(Excerpts from a location annotation dataset)

□ □ □ □

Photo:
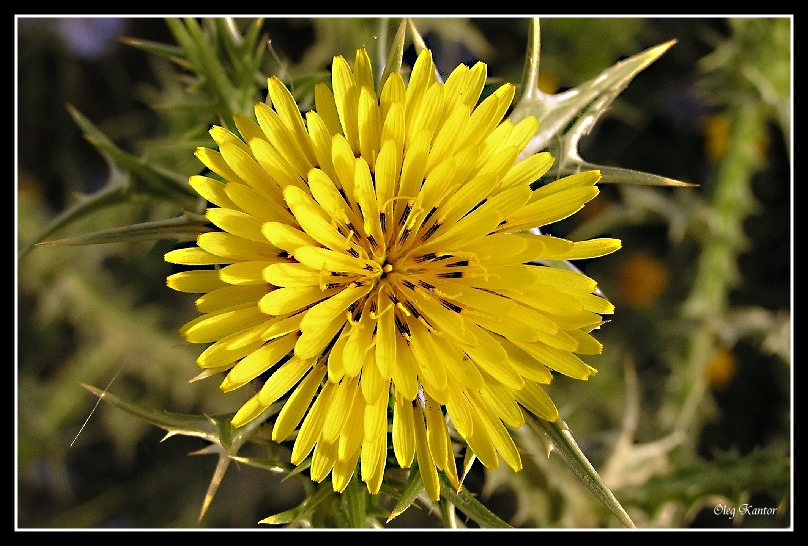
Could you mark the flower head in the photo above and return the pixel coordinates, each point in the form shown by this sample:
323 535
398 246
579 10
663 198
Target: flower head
373 266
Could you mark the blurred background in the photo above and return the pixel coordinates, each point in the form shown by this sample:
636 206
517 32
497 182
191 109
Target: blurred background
691 411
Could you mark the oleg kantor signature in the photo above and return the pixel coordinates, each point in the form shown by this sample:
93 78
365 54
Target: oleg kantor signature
743 510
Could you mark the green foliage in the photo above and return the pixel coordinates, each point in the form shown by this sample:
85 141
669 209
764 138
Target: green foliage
98 311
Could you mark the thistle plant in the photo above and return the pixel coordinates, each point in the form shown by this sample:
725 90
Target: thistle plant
372 249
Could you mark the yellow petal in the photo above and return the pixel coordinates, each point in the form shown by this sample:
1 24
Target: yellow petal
212 190
403 433
283 379
535 400
246 273
198 281
312 425
229 296
194 256
429 474
214 326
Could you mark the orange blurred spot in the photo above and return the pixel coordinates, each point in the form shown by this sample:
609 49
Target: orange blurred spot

□ □ □ □

TO DO: Copy out the items word for word, starting at the line that contains "Could you mark the blurred" and stopping after the final line of the items.

ANSWER:
Could you mark the blurred background in the photo above and return the pixel coordinates, each point in the form shown by this sample:
636 206
517 32
497 182
191 109
Target: blurred background
691 411
Could you mark the oleg kantor signature in the photo above and return the pixel coordinates, each point in the form shown by this sample:
93 78
365 54
Target: oleg kantor signature
743 510
Could you mark the green foliage in the photo above and return the pixel coordinates, each point in the form shown by this sample:
85 141
669 209
764 138
Target: green foliage
98 311
Could you mark the thistle plant in the photo above and return the pixel coordinates, each point in the form shown by this sample:
725 90
Target: thistle plant
372 249
Could you mark the yellow petal in the photo above and return the pixel coordinates, each point in the form shown by this sample:
1 24
Target: yellow petal
212 190
403 433
283 379
535 400
246 273
198 281
312 425
229 296
194 256
429 474
214 326
Could you mark the orange blurred spot in the photo above and return the pixel coordinates, each point in the form shown by this sample:
609 49
Target: orange blurred spot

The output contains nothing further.